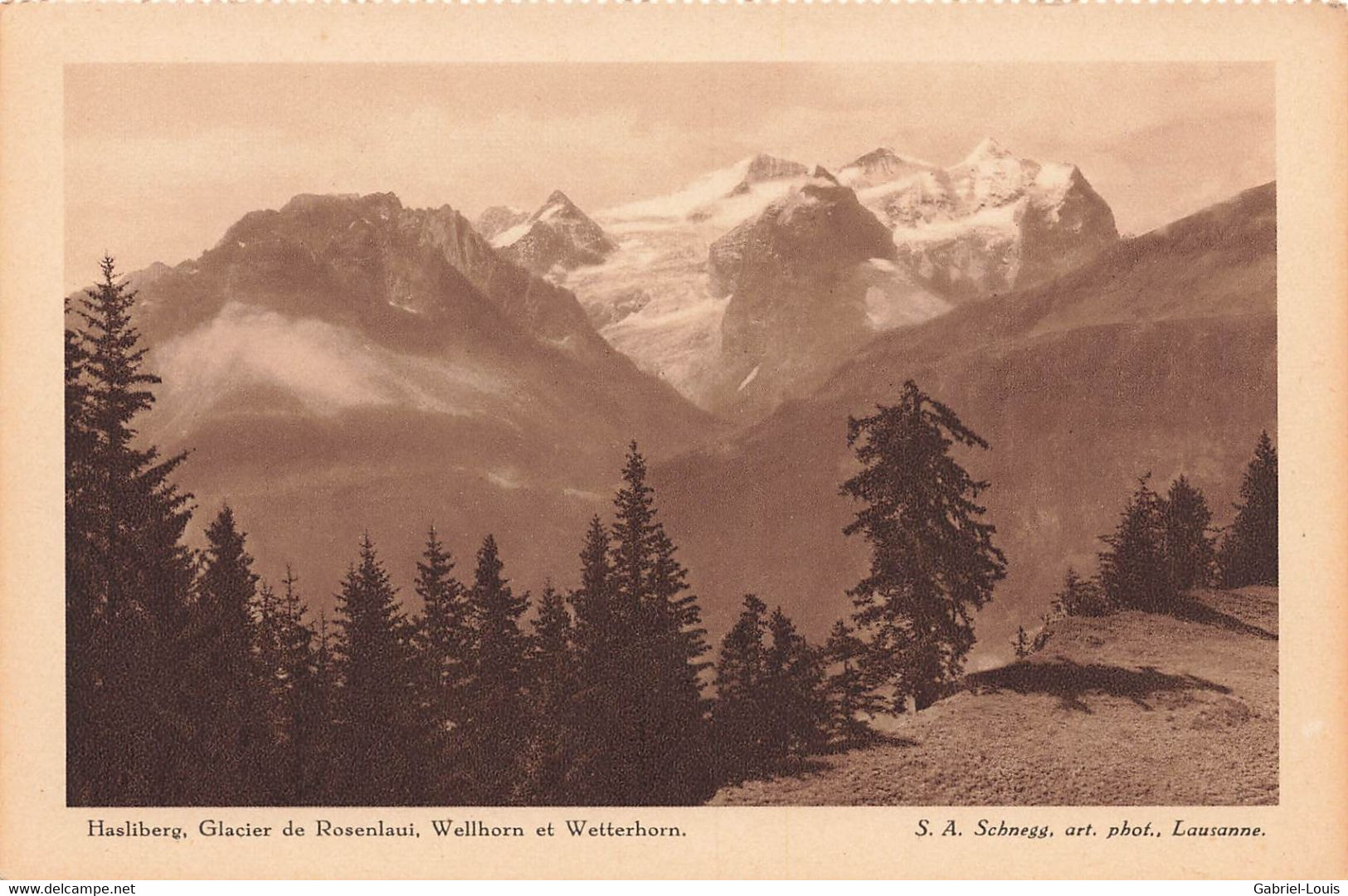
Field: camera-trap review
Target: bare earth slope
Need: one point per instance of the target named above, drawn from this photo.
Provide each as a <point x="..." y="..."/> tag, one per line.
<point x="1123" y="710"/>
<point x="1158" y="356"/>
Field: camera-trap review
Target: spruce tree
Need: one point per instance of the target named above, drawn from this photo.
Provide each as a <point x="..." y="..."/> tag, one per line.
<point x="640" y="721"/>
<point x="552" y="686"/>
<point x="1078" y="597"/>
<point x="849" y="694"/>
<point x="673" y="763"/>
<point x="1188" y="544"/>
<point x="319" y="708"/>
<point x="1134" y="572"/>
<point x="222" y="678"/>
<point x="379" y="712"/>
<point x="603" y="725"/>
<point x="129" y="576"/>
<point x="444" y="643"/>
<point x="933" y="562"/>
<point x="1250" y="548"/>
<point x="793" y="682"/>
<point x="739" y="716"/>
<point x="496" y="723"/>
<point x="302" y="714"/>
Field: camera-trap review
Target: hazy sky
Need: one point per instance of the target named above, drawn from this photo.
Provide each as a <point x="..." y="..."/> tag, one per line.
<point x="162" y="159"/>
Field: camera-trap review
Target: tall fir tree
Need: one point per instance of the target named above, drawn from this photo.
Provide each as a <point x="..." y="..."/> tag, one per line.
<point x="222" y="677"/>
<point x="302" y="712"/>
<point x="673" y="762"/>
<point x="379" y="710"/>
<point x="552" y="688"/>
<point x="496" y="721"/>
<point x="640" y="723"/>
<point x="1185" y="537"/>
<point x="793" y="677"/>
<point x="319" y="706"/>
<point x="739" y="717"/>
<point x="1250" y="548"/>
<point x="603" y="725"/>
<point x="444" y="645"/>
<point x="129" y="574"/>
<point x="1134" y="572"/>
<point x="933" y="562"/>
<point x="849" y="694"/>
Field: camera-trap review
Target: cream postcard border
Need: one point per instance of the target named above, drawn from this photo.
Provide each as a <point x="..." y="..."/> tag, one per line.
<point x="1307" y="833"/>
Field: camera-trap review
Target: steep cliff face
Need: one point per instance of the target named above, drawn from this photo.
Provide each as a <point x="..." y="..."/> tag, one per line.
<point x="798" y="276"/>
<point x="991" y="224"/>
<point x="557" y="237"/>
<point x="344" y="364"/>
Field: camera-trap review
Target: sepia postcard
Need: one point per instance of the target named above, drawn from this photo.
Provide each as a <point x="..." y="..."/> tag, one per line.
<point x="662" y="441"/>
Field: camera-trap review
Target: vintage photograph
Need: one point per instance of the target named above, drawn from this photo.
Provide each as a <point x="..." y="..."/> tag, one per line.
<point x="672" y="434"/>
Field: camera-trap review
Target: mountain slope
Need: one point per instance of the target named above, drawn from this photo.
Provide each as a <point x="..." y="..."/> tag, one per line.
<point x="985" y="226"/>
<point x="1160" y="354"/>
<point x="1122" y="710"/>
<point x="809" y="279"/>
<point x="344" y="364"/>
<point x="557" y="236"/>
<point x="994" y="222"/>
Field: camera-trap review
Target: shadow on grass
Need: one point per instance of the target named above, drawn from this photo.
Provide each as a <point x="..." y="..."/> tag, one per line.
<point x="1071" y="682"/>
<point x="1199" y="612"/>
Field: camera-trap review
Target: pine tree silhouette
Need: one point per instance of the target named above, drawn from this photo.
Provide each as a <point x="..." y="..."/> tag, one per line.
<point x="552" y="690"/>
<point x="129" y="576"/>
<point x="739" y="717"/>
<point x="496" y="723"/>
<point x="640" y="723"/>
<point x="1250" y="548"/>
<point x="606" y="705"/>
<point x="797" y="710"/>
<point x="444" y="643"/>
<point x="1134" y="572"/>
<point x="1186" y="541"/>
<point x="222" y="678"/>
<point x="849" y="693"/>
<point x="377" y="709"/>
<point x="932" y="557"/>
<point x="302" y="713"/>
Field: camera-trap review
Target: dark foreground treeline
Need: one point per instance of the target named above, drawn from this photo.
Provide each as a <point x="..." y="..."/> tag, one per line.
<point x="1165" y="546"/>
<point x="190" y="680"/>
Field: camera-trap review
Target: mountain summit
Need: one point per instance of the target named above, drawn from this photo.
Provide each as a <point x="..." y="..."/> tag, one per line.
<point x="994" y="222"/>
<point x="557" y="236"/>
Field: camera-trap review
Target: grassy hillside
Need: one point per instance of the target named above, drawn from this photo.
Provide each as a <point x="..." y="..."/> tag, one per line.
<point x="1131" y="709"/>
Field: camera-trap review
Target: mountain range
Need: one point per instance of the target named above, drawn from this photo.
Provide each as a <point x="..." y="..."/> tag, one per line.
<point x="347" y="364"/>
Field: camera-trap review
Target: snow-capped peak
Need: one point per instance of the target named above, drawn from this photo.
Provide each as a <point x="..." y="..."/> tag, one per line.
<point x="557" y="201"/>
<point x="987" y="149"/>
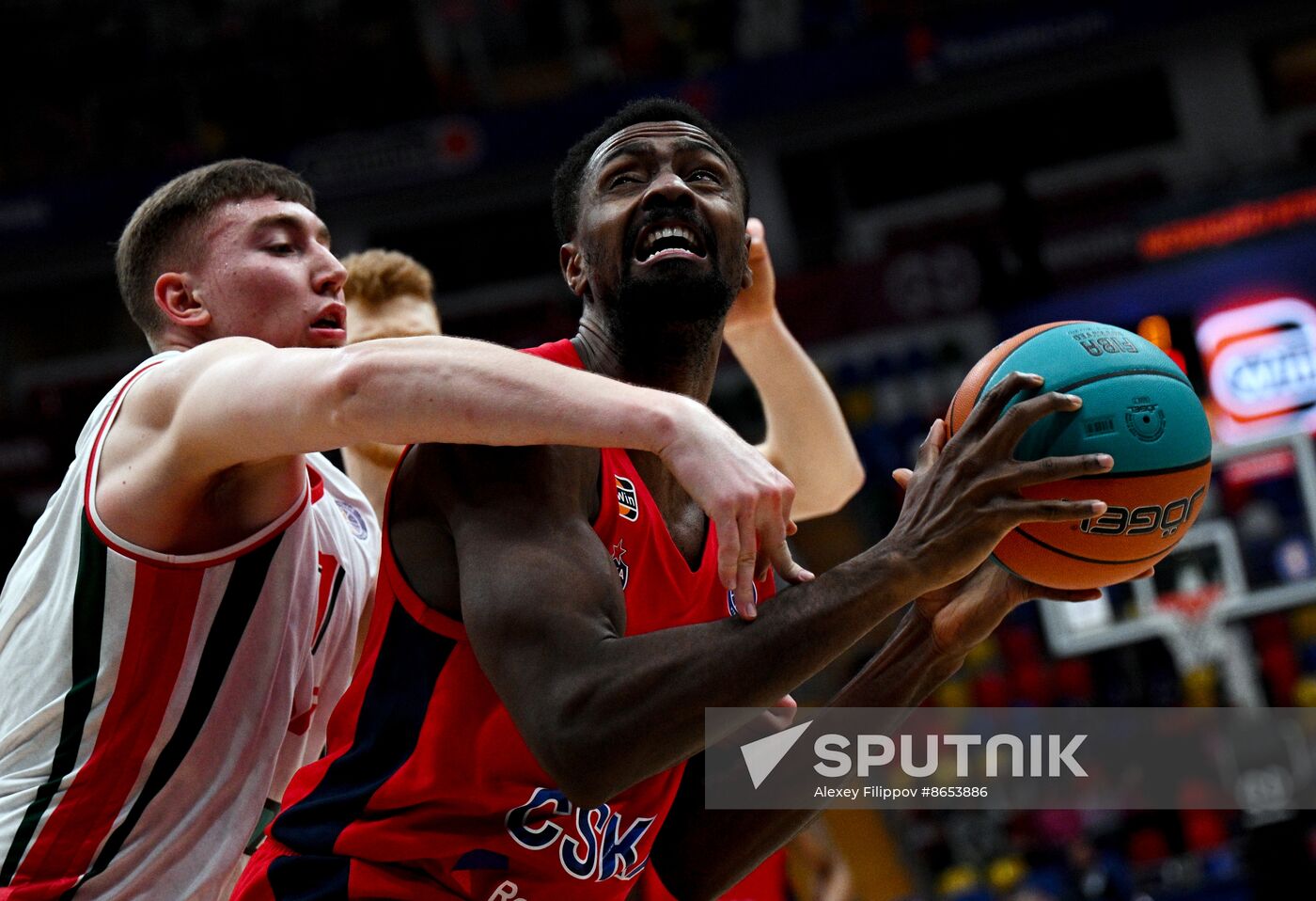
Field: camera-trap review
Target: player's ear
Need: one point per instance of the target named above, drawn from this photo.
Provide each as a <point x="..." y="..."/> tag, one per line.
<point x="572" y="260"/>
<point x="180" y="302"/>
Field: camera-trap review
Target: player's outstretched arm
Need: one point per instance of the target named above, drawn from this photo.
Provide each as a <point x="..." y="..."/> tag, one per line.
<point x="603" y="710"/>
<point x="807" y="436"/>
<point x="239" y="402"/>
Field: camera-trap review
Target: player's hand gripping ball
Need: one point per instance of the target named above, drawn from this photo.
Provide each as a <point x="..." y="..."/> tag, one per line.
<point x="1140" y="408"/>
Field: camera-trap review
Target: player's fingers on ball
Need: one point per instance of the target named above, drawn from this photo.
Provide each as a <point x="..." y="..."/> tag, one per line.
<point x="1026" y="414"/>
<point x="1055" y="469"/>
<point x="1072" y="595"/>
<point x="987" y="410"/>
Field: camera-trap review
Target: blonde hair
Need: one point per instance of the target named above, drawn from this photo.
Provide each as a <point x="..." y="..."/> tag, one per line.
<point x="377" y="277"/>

**WHAT IS REQUIRED**
Copy the records above exactly. The pictures are not part of the copy.

**OUTPUT FOR THIS TASK**
Field: camera-trap review
Target: bare earth slope
Need: one point per instance of the target named above, drawn from this photo.
Provide each as a <point x="..." y="..."/> tag, one per line.
<point x="1123" y="710"/>
<point x="1158" y="356"/>
Field: camera-trap review
Target: spruce tree
Need: one point per instance of the target named above, drawn from this photo.
Provide each as a <point x="..." y="..."/> tag, one per line.
<point x="640" y="721"/>
<point x="552" y="686"/>
<point x="1078" y="597"/>
<point x="849" y="694"/>
<point x="673" y="763"/>
<point x="1188" y="544"/>
<point x="319" y="708"/>
<point x="1134" y="572"/>
<point x="222" y="678"/>
<point x="379" y="712"/>
<point x="603" y="725"/>
<point x="129" y="576"/>
<point x="444" y="643"/>
<point x="933" y="562"/>
<point x="1250" y="548"/>
<point x="793" y="682"/>
<point x="739" y="716"/>
<point x="496" y="723"/>
<point x="302" y="714"/>
Field: camera-trap review
Target: hazy sky
Need: one point per instance of the target named above, drawn from this photo.
Provide each as a <point x="..." y="..."/> tag, one per line.
<point x="162" y="159"/>
Field: camera-trap review
Target: tall fir tree
Need: one point per instance of the target named above, drawn from this photo.
Provide each as a <point x="..." y="..."/> tag, one per line.
<point x="222" y="677"/>
<point x="302" y="712"/>
<point x="673" y="762"/>
<point x="379" y="710"/>
<point x="552" y="688"/>
<point x="496" y="721"/>
<point x="640" y="723"/>
<point x="1185" y="537"/>
<point x="793" y="677"/>
<point x="319" y="706"/>
<point x="739" y="717"/>
<point x="1250" y="548"/>
<point x="603" y="725"/>
<point x="444" y="645"/>
<point x="129" y="574"/>
<point x="1134" y="572"/>
<point x="933" y="562"/>
<point x="849" y="694"/>
Field: camera-trap review
Target: cream postcard border
Need: one point per instance of the target named above, drawn from this photo.
Provide each as a <point x="..." y="..."/> tag, one per line.
<point x="1307" y="833"/>
Field: camera-trap review
Target: steep cliff face
Need: one point per instance of the target named above, drawn from this photo.
Provide each as a <point x="..." y="..."/> tag, one per line.
<point x="798" y="276"/>
<point x="991" y="224"/>
<point x="557" y="237"/>
<point x="344" y="364"/>
Field: camera-trap review
Target: sepia postcard
Need: one point per instance of the target named above, drawn from this photo.
Provide each as a <point x="..." y="..."/> tag, one per line.
<point x="662" y="441"/>
Field: camera-trap review
Target: vintage photograph
Need: one point per instance of the target named above, drawn from this photo.
Provide each as a <point x="..." y="..."/> tag, one per line.
<point x="672" y="434"/>
Field: camera-trap review
Target: mountain slope
Need: one point per instance of the target named above, drawn from this photo.
Provide each as a <point x="..." y="..."/> tag, one per line.
<point x="985" y="226"/>
<point x="1160" y="354"/>
<point x="1122" y="710"/>
<point x="809" y="279"/>
<point x="344" y="364"/>
<point x="557" y="236"/>
<point x="994" y="222"/>
Field: camera-trap review
Target: shadow on grass
Need: one point per instance of the target named above, drawn from this photo.
Provide each as a <point x="..." y="..."/> tag, one per line.
<point x="1071" y="682"/>
<point x="1199" y="612"/>
Field: camera-trap review
Target: pine tree silhouette
Need: one point per instance of the target named above, drawn from this photo.
Provide each as a <point x="..." y="..."/> tag, one per line.
<point x="552" y="690"/>
<point x="129" y="576"/>
<point x="739" y="717"/>
<point x="496" y="723"/>
<point x="640" y="723"/>
<point x="1250" y="548"/>
<point x="606" y="705"/>
<point x="797" y="710"/>
<point x="444" y="643"/>
<point x="1134" y="572"/>
<point x="1186" y="541"/>
<point x="222" y="678"/>
<point x="849" y="693"/>
<point x="377" y="709"/>
<point x="932" y="557"/>
<point x="302" y="713"/>
Field: camera-trap review
Target: dark foreground treeline
Need: one point per instance of the target named above, drawn from this photo.
Provide each as a <point x="..." y="..."/> tag, one per line.
<point x="1165" y="546"/>
<point x="190" y="680"/>
Field: camera-trap review
Target: mountain summit
Need: one point per instance of the target named above, drawn from this photo.
Provide each as a <point x="..." y="..."/> tag, one per line.
<point x="994" y="222"/>
<point x="557" y="236"/>
Field: camera-trap review
Target: grassy hillside
Need: one point per instance of the target named above, drawn from this photo.
Provide each as a <point x="..." y="..."/> tag, one per line.
<point x="1131" y="709"/>
Field: camera-trap review
Target: mountain range
Need: one point per instance of the target named above, drawn from this photo.
Provide each as a <point x="..." y="..."/> tag, one per line.
<point x="347" y="364"/>
Field: camera-trap review
Target: snow-capped peak
Need: one point per instance of the target named above, drawn from this photo.
Provide each as a <point x="..." y="..."/> tag, one per line.
<point x="557" y="201"/>
<point x="987" y="149"/>
Field: camera-trap review
Target: player's ear
Need: one point per instance of the target named above, drawn from this photo.
Provide each as a <point x="..." y="..."/> tag, one per line.
<point x="572" y="260"/>
<point x="180" y="302"/>
Field: camera-trap review
Target: player's outstretched arm
Need: one point per instance of the target named above, drawn from this photo.
Provide each as a <point x="..." y="..."/> tag, one per line.
<point x="603" y="710"/>
<point x="807" y="436"/>
<point x="239" y="402"/>
Field: camera-trap review
Target: player's hand gripping ball
Need: one point per instance of the target named above, drawn from this photo.
Provide each as a <point x="..." y="..."/> tag, one per line.
<point x="1140" y="408"/>
Field: camera-trap review
Target: player's fingers on ball
Need: one point per instance of the target named above, drawn from this photo.
Provide each as a <point x="..." y="..."/> tag, one per line.
<point x="1026" y="414"/>
<point x="1055" y="469"/>
<point x="1072" y="595"/>
<point x="987" y="410"/>
Field: camera-trap review
Target: blonde hair
Need: one point per instance of the target named above, drawn from this photo.
Provide each as a <point x="..." y="..."/> tag, one per line.
<point x="377" y="277"/>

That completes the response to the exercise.